## begin Source text

Analysis Method	Improvement over Binned	Bias Constraint Strength	Compute Cost
Traditional binned template fit	Baseline	Weak (biases poorly constrained)	Low
Profile-free surrogate (HEPHY)	~20% narrower intervals	\(\nu_{t\bar{t}}\), \(\nu_{jes}\) impact reduced ~65%	Medium
Contrastive normalizing flow (Ibrahim)	~18% narrower intervals	Strong bias constraints	10 GPU-hours
Purely classification-trained (no bias awareness)	Unstable interval width	No constraint capability	Low

Key Findings¶

Profile-free > Profile: Continuous parameterization preserves full information gradients in feature–bias space, outperforming traditional discretized binned templates by ~20%.
Bias constraint capability: Top solutions reduce the contribution of \(\nu_{tes}\) and \(\nu_{jes}\) to interval width by ~65%, demonstrating significant potential for ML methods to simultaneously constrain parameters of interest and nuisance parameters.

## end Source text
## begin Stored records

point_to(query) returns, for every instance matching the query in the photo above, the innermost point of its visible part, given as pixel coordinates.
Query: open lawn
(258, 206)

## end Stored records
## begin Stored records

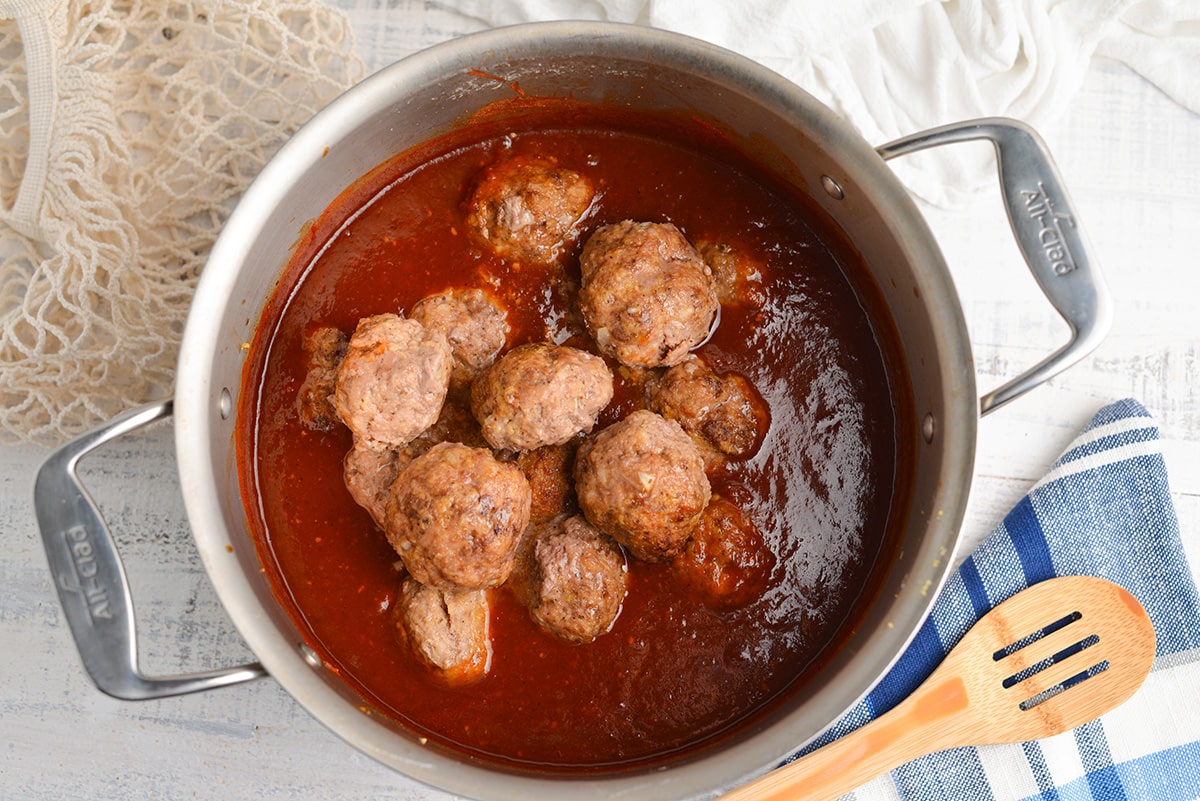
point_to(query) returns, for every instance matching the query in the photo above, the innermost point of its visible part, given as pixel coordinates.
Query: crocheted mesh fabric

## end Stored records

_Things to do_:
a) Please reproduce part of the analysis-method comparison above, beginning at the words "Profile-free > Profile: Continuous" and stopping after "and nuisance parameters.".
b) What compute cost does the analysis-method comparison above list for the contrastive normalizing flow (Ibrahim)?
c) Decide whether each statement agrees with the analysis-method comparison above, answering yes or no and quoting the deciding words: (i) The profile-free approach outperforms traditional binned templates by about 20%. (ii) Continuous parameterization discards information gradients in feature–bias space. (iii) The purely classification-trained method has no constraint capability.

_Answers_:
a)
Profile-free > Profile: Continuous parameterization preserves full information gradients in feature–bias space, outperforming traditional discretized binned templates by ~20%.
Bias constraint capability: Top solutions reduce the contribution of \(\nu_{tes}\) and \(\nu_{jes}\) to interval width by ~65%, demonstrating significant potential for ML methods to simultaneously constrain parameters of interest and nuisance parameters.

b) 10 GPU-hours.

c)
(i) Yes: "outperforming traditional discretized binned templates by ~20%"
(ii) No: "Continuous parameterization preserves full information gradients in feature–bias space"
(iii) Yes: "No constraint capability"